Dataset excerpts on object pointing:
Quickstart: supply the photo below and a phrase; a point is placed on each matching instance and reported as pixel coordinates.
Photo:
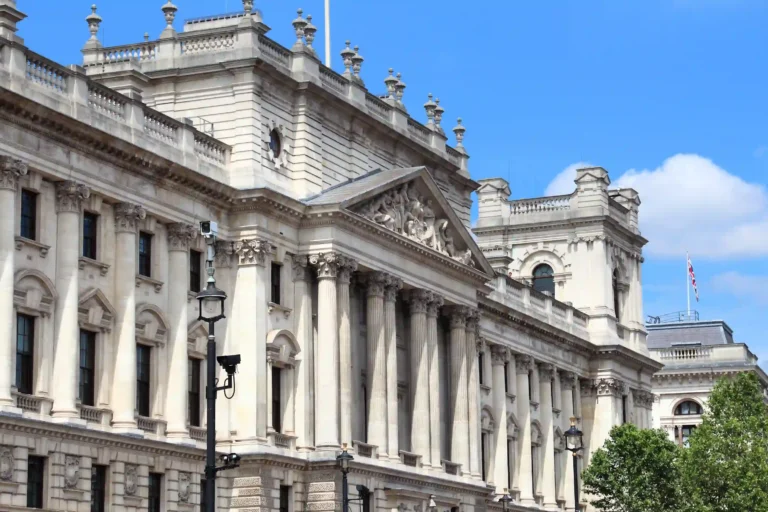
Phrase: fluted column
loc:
(390, 332)
(435, 444)
(127, 217)
(523, 367)
(546, 374)
(419, 385)
(69, 196)
(11, 170)
(376, 369)
(459, 404)
(499, 356)
(346, 267)
(179, 237)
(473, 391)
(327, 419)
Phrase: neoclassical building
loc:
(364, 309)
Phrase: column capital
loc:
(70, 195)
(523, 363)
(326, 264)
(180, 235)
(254, 251)
(11, 169)
(127, 217)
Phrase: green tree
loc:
(725, 468)
(635, 471)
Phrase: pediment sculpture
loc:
(407, 212)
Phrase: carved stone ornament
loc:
(131, 479)
(6, 464)
(71, 471)
(406, 212)
(127, 217)
(11, 169)
(180, 235)
(184, 487)
(70, 195)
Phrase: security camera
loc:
(209, 229)
(229, 363)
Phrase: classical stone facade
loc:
(364, 310)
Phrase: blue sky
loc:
(668, 95)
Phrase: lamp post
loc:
(343, 459)
(211, 302)
(574, 443)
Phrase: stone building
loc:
(695, 353)
(363, 308)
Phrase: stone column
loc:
(459, 403)
(11, 170)
(179, 237)
(473, 394)
(376, 370)
(346, 267)
(523, 366)
(546, 374)
(305, 391)
(69, 196)
(567, 383)
(419, 385)
(435, 449)
(499, 356)
(127, 217)
(390, 332)
(327, 419)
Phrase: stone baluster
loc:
(11, 170)
(180, 235)
(346, 267)
(69, 196)
(499, 357)
(390, 331)
(459, 403)
(546, 375)
(376, 369)
(127, 217)
(433, 310)
(417, 301)
(523, 367)
(327, 421)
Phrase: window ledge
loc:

PROBLEM STATEMENT: Are you able to set down all the lines above exactly, without any pictures?

RESULT OF THIS TASK:
Quickstart: supply the photo below and a phrase; a point is placed on each matching instance and reported as pixel coordinates.
Photo:
Phrase: fluted column
loc:
(390, 332)
(435, 444)
(127, 217)
(523, 367)
(546, 374)
(419, 385)
(69, 196)
(11, 170)
(376, 369)
(459, 404)
(499, 356)
(346, 267)
(179, 237)
(473, 391)
(327, 419)
Phrase: neoclassical building
loc:
(364, 309)
Phrase: column capital
loc:
(70, 195)
(523, 363)
(326, 264)
(180, 235)
(254, 251)
(11, 169)
(127, 217)
Phrase: green tree
loc:
(725, 468)
(635, 471)
Phrase: pediment sculpture
loc:
(407, 212)
Phrase: carved stone ornament
loc:
(131, 479)
(6, 464)
(71, 471)
(406, 212)
(127, 217)
(11, 169)
(180, 235)
(184, 487)
(70, 195)
Phrase: security camera
loc:
(209, 229)
(229, 363)
Phrase: classical stone facade
loc:
(364, 310)
Phrase: blue sky
loc:
(668, 95)
Phrase: lamp post
loc:
(343, 459)
(211, 302)
(574, 443)
Phrase: stone building
loc:
(695, 353)
(363, 308)
Phrase: stone column
loc:
(459, 403)
(11, 170)
(179, 237)
(473, 394)
(376, 370)
(346, 267)
(523, 366)
(546, 374)
(305, 391)
(69, 196)
(567, 383)
(419, 385)
(435, 449)
(499, 356)
(127, 217)
(390, 332)
(327, 419)
Phrase: stone baluster
loc:
(11, 170)
(180, 235)
(346, 267)
(69, 196)
(499, 357)
(390, 331)
(459, 403)
(546, 375)
(376, 369)
(127, 217)
(433, 310)
(417, 301)
(523, 367)
(327, 421)
Phrase: window ledge
loc:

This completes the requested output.